[start of Input for this task]

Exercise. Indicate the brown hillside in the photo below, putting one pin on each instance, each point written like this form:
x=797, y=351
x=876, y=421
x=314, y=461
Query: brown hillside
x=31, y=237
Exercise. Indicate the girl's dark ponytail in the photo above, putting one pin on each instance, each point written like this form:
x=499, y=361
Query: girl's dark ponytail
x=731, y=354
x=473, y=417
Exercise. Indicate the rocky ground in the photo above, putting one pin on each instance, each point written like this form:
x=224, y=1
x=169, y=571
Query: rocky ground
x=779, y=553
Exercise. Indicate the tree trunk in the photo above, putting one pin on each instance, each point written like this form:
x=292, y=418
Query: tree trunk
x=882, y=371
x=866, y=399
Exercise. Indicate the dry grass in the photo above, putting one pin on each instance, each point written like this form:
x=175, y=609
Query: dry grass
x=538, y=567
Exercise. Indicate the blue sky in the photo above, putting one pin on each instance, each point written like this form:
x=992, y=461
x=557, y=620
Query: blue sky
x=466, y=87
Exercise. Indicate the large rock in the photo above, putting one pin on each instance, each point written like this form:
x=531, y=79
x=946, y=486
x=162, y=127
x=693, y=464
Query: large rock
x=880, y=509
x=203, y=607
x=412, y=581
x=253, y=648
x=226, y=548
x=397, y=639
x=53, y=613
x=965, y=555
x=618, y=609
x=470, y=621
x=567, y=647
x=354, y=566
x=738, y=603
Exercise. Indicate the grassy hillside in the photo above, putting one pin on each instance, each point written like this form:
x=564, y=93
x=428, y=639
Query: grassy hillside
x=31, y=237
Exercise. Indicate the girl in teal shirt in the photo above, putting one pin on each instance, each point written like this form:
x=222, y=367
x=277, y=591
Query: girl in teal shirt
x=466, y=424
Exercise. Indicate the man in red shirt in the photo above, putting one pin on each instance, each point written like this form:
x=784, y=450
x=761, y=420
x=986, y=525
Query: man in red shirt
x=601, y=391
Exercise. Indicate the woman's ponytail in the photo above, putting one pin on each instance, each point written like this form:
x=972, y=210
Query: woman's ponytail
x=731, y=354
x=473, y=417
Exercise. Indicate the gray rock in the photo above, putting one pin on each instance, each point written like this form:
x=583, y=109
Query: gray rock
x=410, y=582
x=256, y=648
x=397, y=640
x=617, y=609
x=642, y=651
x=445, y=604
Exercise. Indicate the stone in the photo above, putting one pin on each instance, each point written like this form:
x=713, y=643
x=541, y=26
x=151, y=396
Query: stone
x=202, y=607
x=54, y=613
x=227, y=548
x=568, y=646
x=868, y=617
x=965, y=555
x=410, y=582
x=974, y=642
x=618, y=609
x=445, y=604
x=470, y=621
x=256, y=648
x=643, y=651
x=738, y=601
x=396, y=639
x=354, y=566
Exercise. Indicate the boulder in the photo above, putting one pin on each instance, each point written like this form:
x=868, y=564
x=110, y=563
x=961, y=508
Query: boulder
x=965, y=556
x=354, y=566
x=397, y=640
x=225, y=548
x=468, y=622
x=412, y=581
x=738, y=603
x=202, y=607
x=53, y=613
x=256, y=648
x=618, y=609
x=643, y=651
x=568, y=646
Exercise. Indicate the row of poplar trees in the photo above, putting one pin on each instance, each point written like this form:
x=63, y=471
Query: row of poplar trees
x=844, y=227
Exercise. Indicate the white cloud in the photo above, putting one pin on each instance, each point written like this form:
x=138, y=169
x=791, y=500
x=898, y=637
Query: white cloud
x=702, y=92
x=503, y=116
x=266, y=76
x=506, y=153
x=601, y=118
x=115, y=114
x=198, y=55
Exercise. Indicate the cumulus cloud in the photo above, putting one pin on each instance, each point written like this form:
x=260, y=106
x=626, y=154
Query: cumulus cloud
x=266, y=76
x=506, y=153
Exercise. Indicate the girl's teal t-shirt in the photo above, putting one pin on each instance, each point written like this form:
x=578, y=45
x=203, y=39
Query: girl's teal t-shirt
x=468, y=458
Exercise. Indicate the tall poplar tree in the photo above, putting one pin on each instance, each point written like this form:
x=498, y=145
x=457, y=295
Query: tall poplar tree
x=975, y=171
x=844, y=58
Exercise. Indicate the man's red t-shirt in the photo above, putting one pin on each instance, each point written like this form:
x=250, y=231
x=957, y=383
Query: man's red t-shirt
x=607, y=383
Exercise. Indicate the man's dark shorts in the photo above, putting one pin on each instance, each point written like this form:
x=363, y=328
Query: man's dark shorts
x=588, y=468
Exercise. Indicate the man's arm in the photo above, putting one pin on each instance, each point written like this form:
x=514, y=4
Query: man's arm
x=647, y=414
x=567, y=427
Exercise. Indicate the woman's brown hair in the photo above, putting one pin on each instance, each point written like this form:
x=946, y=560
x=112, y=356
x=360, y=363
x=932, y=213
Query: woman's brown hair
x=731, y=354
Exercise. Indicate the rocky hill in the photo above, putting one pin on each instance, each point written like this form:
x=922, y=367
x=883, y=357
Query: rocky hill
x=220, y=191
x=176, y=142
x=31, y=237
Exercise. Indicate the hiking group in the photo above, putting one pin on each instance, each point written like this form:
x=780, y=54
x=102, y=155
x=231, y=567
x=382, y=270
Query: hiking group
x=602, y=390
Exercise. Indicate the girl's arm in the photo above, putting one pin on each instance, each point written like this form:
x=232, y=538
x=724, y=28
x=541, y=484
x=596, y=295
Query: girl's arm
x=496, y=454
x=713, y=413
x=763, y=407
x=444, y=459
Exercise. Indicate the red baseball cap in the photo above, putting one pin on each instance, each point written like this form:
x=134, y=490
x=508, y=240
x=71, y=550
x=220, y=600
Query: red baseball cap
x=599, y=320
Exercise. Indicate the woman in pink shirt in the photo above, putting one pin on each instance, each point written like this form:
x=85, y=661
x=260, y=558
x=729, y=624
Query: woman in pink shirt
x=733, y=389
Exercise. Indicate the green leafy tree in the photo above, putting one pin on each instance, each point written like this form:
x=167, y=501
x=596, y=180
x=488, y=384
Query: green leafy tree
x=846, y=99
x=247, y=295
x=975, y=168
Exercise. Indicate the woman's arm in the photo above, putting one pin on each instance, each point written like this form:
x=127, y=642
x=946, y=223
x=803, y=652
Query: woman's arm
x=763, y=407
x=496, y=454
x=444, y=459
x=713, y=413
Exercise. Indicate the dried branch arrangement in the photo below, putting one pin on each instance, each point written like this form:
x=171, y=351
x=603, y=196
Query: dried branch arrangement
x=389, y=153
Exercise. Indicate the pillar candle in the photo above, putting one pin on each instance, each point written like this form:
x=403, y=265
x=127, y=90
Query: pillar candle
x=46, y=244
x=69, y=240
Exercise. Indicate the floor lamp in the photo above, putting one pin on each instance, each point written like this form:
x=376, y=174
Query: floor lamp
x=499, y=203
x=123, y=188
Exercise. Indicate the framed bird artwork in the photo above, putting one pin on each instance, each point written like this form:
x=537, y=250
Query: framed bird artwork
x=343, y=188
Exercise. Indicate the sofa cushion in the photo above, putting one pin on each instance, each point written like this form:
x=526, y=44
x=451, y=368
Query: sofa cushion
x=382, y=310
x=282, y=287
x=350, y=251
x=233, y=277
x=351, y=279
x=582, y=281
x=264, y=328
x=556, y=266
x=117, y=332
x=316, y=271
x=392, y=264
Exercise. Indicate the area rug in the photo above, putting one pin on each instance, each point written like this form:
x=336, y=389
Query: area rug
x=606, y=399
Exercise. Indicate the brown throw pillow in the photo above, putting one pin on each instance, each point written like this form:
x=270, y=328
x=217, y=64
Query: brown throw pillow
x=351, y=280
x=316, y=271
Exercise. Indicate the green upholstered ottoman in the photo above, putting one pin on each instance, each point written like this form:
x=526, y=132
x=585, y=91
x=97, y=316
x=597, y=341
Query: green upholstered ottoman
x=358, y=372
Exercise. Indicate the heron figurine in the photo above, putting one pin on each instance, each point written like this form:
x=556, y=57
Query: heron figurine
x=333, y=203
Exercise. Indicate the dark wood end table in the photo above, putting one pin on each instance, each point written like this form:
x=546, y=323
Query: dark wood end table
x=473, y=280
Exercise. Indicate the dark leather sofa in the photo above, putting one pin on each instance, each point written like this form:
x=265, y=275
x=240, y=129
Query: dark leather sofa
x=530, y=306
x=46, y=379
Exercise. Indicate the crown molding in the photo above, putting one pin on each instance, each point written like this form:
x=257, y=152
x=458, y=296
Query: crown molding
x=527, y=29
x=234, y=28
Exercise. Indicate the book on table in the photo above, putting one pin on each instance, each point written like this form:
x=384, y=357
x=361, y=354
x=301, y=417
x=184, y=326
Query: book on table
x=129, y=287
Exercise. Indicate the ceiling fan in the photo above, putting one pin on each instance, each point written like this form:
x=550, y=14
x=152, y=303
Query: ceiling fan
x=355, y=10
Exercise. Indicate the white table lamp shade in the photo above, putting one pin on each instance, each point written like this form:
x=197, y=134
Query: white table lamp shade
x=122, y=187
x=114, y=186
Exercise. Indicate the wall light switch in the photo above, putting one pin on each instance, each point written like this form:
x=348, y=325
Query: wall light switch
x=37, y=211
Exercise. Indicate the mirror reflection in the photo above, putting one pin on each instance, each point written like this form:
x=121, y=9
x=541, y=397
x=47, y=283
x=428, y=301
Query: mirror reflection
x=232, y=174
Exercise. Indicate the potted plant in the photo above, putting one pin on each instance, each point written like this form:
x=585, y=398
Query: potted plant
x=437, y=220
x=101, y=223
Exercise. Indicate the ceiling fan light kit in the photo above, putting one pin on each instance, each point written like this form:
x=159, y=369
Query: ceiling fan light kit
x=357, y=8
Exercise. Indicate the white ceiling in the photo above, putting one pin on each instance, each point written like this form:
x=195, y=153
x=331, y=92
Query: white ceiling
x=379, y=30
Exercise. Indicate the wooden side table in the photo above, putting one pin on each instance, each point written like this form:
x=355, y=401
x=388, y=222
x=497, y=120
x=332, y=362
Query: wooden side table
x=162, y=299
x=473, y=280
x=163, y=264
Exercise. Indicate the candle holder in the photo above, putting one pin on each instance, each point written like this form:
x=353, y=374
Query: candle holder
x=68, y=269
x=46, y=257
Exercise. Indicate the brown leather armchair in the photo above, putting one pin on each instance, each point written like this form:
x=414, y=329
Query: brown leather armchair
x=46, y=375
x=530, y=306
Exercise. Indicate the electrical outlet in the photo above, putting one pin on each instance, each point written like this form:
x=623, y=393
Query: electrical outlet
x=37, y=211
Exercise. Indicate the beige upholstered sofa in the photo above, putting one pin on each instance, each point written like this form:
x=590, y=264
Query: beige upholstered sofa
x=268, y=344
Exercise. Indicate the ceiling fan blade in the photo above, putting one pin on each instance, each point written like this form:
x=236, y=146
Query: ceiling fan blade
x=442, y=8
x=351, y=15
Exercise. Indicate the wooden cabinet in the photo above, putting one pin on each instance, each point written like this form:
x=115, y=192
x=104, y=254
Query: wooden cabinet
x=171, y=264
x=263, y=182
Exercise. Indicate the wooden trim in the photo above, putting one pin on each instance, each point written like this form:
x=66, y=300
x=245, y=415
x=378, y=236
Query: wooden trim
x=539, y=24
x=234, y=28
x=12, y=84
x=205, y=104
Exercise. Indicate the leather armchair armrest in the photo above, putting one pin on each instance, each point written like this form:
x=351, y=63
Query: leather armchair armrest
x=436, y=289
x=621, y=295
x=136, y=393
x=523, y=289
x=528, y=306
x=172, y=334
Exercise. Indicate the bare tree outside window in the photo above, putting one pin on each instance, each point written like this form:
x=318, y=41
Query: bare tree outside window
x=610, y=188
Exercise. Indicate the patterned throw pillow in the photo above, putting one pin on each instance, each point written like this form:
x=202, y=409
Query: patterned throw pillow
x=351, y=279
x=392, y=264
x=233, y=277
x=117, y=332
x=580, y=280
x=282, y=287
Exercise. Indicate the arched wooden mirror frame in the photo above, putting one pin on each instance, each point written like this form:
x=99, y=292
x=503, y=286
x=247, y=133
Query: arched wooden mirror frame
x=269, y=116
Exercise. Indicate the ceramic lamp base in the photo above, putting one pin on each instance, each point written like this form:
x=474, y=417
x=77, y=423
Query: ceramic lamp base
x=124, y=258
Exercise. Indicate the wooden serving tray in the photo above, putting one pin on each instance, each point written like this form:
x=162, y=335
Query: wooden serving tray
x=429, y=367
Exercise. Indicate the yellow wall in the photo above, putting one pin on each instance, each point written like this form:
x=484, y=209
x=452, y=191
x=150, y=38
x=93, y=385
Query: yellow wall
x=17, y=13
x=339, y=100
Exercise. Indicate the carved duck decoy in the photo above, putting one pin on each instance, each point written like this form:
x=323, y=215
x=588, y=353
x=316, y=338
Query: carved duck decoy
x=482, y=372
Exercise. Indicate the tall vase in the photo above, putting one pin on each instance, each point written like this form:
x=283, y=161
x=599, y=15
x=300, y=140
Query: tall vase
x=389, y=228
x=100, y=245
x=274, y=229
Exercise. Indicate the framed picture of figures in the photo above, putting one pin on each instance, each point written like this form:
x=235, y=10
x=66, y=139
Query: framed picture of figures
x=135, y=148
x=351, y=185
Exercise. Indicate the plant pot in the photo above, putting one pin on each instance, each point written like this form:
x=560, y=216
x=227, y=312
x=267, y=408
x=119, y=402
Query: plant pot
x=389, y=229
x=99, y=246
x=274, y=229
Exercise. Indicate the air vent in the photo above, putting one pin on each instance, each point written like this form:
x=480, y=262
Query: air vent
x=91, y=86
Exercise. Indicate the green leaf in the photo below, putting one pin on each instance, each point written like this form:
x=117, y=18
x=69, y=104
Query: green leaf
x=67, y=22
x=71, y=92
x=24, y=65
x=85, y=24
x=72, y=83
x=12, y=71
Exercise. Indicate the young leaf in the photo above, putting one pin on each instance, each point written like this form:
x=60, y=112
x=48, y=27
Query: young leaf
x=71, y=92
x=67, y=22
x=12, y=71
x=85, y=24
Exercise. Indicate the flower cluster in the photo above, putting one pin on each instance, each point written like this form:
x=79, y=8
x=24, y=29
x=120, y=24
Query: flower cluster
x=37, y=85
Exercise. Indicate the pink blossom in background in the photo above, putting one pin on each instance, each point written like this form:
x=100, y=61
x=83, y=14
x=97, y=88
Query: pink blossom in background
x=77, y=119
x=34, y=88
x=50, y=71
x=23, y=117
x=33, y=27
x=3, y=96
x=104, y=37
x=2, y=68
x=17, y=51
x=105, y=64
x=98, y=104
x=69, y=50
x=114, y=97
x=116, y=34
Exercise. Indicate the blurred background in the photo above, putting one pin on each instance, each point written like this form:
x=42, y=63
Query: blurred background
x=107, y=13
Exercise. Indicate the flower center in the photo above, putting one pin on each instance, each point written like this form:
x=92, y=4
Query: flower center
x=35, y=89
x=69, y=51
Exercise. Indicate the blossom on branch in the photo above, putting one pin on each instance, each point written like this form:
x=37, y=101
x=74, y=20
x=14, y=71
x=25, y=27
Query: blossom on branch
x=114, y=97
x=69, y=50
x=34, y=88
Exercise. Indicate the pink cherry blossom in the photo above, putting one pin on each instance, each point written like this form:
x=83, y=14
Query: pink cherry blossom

[end of Input for this task]

● Work to do: Only those lines running from the one containing "Exercise. Indicate the flower cluster" through the last line of the data above are to be copied, exactly, with both ends included.

● Reply:
Exercise. Indicate the flower cluster in the photo above, putting one pin on each instance, each point written like this form:
x=79, y=8
x=24, y=29
x=120, y=24
Query: flower cluster
x=37, y=85
Exercise. Indicate the pink blossom in background in the photo above, putting one pin on each instance, each point written like this form:
x=100, y=61
x=83, y=14
x=97, y=88
Query: pink blossom in background
x=77, y=119
x=34, y=88
x=50, y=71
x=23, y=117
x=33, y=27
x=3, y=96
x=104, y=37
x=2, y=68
x=17, y=51
x=105, y=64
x=98, y=104
x=69, y=50
x=114, y=97
x=116, y=34
Exercise. Indicate the blurred background in the photo above, putting one pin on each instance, each point written like this form:
x=42, y=63
Query: blurred background
x=107, y=13
Exercise. Indicate the flower center in the photo above, putting one pin on each instance, each point written like this form:
x=92, y=4
Query: flower center
x=35, y=89
x=69, y=51
Exercise. Indicate the blossom on branch in the photo above, putting one pin on each instance, each point written like this form:
x=37, y=101
x=74, y=20
x=14, y=71
x=25, y=27
Query: blossom on branch
x=114, y=97
x=69, y=50
x=34, y=88
Exercise. Indicate the pink cherry blossom in the photo above, putting one pin on each instance, each point written like this form:
x=83, y=14
Query: pink cherry blossom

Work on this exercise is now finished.